Segment Start: RAW DATA
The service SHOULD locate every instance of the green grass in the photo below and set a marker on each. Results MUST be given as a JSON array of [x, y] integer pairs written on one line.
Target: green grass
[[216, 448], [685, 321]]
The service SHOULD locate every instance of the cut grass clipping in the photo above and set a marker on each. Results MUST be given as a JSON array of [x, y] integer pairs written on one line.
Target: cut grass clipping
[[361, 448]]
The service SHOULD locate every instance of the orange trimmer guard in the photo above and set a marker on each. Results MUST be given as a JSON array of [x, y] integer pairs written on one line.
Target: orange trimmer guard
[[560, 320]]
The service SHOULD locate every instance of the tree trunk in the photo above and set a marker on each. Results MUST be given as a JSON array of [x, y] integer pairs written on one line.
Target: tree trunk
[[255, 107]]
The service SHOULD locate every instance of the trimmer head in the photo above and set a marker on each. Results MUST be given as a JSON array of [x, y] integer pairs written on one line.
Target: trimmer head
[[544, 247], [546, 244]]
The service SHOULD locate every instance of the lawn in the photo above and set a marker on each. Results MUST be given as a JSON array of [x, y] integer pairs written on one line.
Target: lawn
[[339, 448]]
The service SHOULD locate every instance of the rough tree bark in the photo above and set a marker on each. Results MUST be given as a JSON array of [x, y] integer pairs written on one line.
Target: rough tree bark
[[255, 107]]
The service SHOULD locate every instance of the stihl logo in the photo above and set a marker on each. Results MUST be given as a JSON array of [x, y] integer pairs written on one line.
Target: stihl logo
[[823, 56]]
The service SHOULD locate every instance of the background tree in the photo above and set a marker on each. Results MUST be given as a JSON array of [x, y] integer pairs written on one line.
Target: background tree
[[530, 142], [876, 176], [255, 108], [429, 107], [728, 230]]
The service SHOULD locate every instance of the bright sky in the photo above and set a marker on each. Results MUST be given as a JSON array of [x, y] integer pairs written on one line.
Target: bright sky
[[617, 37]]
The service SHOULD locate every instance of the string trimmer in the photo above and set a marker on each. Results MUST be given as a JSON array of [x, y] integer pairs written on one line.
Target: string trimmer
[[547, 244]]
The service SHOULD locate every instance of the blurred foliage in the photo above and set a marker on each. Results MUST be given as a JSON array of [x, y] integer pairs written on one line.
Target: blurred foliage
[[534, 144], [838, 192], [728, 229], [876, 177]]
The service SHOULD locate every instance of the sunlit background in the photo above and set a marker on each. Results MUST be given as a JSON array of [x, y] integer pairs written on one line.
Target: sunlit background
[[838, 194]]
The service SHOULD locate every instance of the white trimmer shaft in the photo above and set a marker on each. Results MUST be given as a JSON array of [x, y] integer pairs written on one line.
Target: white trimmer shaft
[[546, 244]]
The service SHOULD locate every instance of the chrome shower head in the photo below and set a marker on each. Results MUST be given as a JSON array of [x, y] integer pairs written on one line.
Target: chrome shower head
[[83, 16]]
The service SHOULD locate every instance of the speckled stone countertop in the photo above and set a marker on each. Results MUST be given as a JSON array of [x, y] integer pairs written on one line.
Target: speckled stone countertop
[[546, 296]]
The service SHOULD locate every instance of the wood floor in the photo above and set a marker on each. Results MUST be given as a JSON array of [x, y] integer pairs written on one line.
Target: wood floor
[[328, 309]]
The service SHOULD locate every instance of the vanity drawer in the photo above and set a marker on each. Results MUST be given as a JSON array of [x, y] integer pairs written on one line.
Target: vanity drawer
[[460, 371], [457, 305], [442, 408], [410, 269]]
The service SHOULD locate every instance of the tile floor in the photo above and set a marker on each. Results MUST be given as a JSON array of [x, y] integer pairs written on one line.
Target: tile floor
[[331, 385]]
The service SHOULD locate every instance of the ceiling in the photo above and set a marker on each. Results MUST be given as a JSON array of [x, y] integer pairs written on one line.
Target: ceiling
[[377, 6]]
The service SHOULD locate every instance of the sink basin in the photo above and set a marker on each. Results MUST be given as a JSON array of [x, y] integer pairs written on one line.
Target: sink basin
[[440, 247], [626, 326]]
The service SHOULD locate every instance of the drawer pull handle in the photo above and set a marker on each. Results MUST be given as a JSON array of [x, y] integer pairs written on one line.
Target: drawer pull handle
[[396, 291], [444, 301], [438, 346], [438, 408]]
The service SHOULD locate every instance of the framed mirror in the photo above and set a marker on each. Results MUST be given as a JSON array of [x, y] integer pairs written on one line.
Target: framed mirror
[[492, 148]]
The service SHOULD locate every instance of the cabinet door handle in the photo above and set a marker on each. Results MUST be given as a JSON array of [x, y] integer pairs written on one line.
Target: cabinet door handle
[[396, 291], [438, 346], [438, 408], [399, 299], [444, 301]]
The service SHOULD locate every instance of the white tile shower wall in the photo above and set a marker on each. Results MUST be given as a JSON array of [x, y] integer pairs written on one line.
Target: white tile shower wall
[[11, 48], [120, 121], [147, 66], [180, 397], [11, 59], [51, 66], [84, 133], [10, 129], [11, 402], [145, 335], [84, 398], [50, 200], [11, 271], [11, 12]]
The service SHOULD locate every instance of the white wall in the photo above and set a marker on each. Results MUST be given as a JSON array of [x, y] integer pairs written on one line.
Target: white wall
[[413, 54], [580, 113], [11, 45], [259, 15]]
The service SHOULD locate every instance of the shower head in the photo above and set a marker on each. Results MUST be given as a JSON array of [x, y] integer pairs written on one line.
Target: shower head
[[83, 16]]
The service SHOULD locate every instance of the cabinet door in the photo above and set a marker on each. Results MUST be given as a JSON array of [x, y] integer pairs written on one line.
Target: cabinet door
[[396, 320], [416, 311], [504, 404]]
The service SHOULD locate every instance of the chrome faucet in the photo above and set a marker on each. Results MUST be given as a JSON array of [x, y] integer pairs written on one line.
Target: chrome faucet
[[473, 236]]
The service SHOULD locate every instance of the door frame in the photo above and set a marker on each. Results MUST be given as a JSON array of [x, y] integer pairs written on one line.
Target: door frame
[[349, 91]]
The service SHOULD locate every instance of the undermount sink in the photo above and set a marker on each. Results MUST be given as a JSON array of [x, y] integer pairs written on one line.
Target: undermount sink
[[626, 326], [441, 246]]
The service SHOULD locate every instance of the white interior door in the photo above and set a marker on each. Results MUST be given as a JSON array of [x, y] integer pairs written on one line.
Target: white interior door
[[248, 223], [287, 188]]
Segment End: RAW DATA
■ EXERCISE AIM:
Here the goal is to repeat each entry exactly.

■ OUTPUT:
The service SHOULD locate every instance of the green grass in the photo below and set a marker on each. Results MUST be given as a JSON array of [x, y] integer pairs written on one line.
Target: green grass
[[216, 448], [685, 321]]
The service SHOULD locate every instance of the cut grass clipping in the photo above and set a marker on each. Results MUST be given as a JSON array of [x, y] integer pairs written on one line.
Target: cut grass clipping
[[361, 448]]
The service SHOULD locate every instance of the orange trimmer guard in the photo above and set a marker on each. Results MUST be given as a JSON array of [x, y] integer pairs written on one line.
Target: orange trimmer guard
[[560, 320]]
The service SHOULD locate every instance of the tree trunk in the photo above and set a marker on each. Results MUST be given as a JSON array of [x, y] integer pairs written on one line.
Target: tree trunk
[[255, 107]]
The service SHOULD locate every instance of the trimmer head in the photo above and set a marker on each. Results MUST be given as a JSON array of [x, y] integer pairs written on one line.
Target: trimmer head
[[544, 247], [546, 244]]
The service SHOULD locate every instance of the lawn in the photo above and set a marker on each. Results MUST be given as a JSON array of [x, y] integer pairs written on one line.
Target: lawn
[[339, 448]]
The service SHOULD locate every instance of the rough tree bark in the photo above and set a marker on each. Results MUST be given as a JSON array of [x, y] integer pairs written on one line.
Target: rough tree bark
[[255, 107]]
The service SHOULD locate every instance of the stihl logo in the photo above and set a marker on each. Results MUST be given as a JSON array of [x, y] integer pairs written on one line.
Target: stihl logo
[[823, 56]]
The service SHOULD locate every instance of the background tree in the photo above and set a marker on each. Results MUST be given as a JSON array of [x, y] integer pairs written on one line.
Target: background tree
[[530, 142], [876, 176], [255, 108], [429, 107], [728, 230]]
The service SHOULD locate every instance of the bright sky in the photo above and set a marker on each. Results MUST be given as a JSON array of [x, y] integer pairs written on one line.
Target: bright sky
[[617, 37]]
The service SHOULD locate every instance of the string trimmer in the photo above and set a marker on each. Results MUST be given as a JSON array of [x, y] integer pairs written on one line.
Target: string trimmer
[[547, 244]]
The service SHOULD locate every instance of the blurred foliage in the photo above and set a marker on each. Results MUST be given as a JSON array of [x, y] integer pairs written on one line.
Target: blurred foliage
[[534, 144], [838, 192], [728, 229], [876, 177]]
The service SHOULD locate every instance of the sunlit background in the photo above and set a marker on each. Results MUST be given as a JSON array of [x, y] integer pairs written on one line.
Target: sunlit background
[[838, 194]]
The service SHOULD locate every instance of the white trimmer shaft in the photo above and set a marker on each. Results MUST be given as a JSON array of [x, y] integer pairs written on one line.
Target: white trimmer shaft
[[546, 244]]
The service SHOULD locate every instance of the chrome shower head in the photo below and set a marker on each. Results MUST be given as a JSON array of [x, y] integer pairs written on one line.
Target: chrome shower head
[[83, 16]]
The service SHOULD locate every instance of the speckled stone countertop in the photo above and set a marker on each. Results MUST be given as a JSON array of [x, y] integer pairs written on one line.
Target: speckled stone countertop
[[546, 296]]
The service SHOULD locate every instance of the wood floor in the photo above and set a marker on each. Results MUST be given as a JSON array of [x, y] integer pairs written on one line.
Target: wood floor
[[328, 309]]
The service SHOULD locate every instance of the vanity drawer in the photo above and set a marker on each. Results MUST be given as a JSON array of [x, y] integer pairs written on one line.
Target: vanity drawer
[[460, 371], [457, 305], [442, 408], [410, 269]]
The service SHOULD locate every instance of the tile floor in the photo above and set a marker on each. Results MUST be given as a JSON array of [x, y] integer pairs written on one line.
Target: tile floor
[[331, 385]]
The service SHOULD locate every instance of the ceiling in the photo above and set a marker on each. Results MUST be given as a JSON array of [x, y] integer pairs written on one line.
Target: ceiling
[[377, 6]]
The service SHOULD locate every instance of the sink basin in the photo above and set a marker on each. Results MUST be given as a JSON array of [x, y] integer pairs written on one line.
Target: sink basin
[[440, 247], [626, 326]]
The service SHOULD locate every instance of the drawer pull handle in the photo above and set a marker on each. Results MUST be given as a JSON array of [x, y] integer pairs written on one line.
Target: drawer pull handle
[[396, 291], [444, 301], [438, 346], [438, 408]]
The service SHOULD locate every instance of the framed mirror in the photo above and set a marker on each. Results MUST be given as a JSON array of [x, y] integer pairs written on one line.
Target: framed mirror
[[492, 148]]
The service SHOULD locate every instance of the cabinet door handle in the photo above and set a marker on each. Results MUST be given as a JSON array of [x, y] integer pairs written on one line.
Target: cabinet door handle
[[396, 291], [438, 346], [438, 408], [399, 299], [444, 301]]
The service SHOULD locate every instance of the white tile shower wall in the photo above and set a marker on each. Results MUST be given as a JSON array of [x, y] integer pairs written on one line.
Target: white tile shower wall
[[11, 48], [120, 121], [147, 66], [180, 397], [11, 59], [51, 66], [84, 133], [10, 129], [11, 402], [145, 335], [84, 398], [50, 200], [11, 271], [11, 12]]
The service SHOULD locate every instance of the white wall in the photo above and set a marker on each. Results MUST be given as a JSON array of [x, y] integer pairs written on one line.
Target: white wall
[[413, 54], [580, 113], [11, 45], [259, 15]]
The service SHOULD locate every instance of the shower head in the photo above and set a marker on each. Results MUST be given as a JSON array of [x, y] integer pairs written on one line.
Target: shower head
[[83, 16]]
The service SHOULD locate every instance of the cabinet door in the photo above and set a marker on each. Results MUST be given as a JSON array of [x, y] integer pairs written on one line.
Target: cabinet door
[[396, 320], [416, 311], [504, 404]]
The service SHOULD locate every instance of the chrome faucet in the photo above and set a marker on each. Results MUST be given as a JSON array of [x, y] integer pairs written on one line.
Target: chrome faucet
[[473, 236]]
The service SHOULD locate every instance of the door frame in the photo above and set a marker on each. Results MUST be given as a JSON array of [x, y] integer pairs written on one line.
Target: door frame
[[349, 91]]
The service SHOULD locate every instance of the undermount sink in the photo above and set a marker on each. Results MUST be given as a JSON array of [x, y] integer pairs written on one line.
Target: undermount sink
[[626, 326], [441, 246]]
The service SHOULD locate every instance of the white interior door in the photo above and set a marker on each. Results MUST be given as a JSON array of [x, y] integer pairs written on one line.
Target: white interior door
[[248, 223], [287, 188]]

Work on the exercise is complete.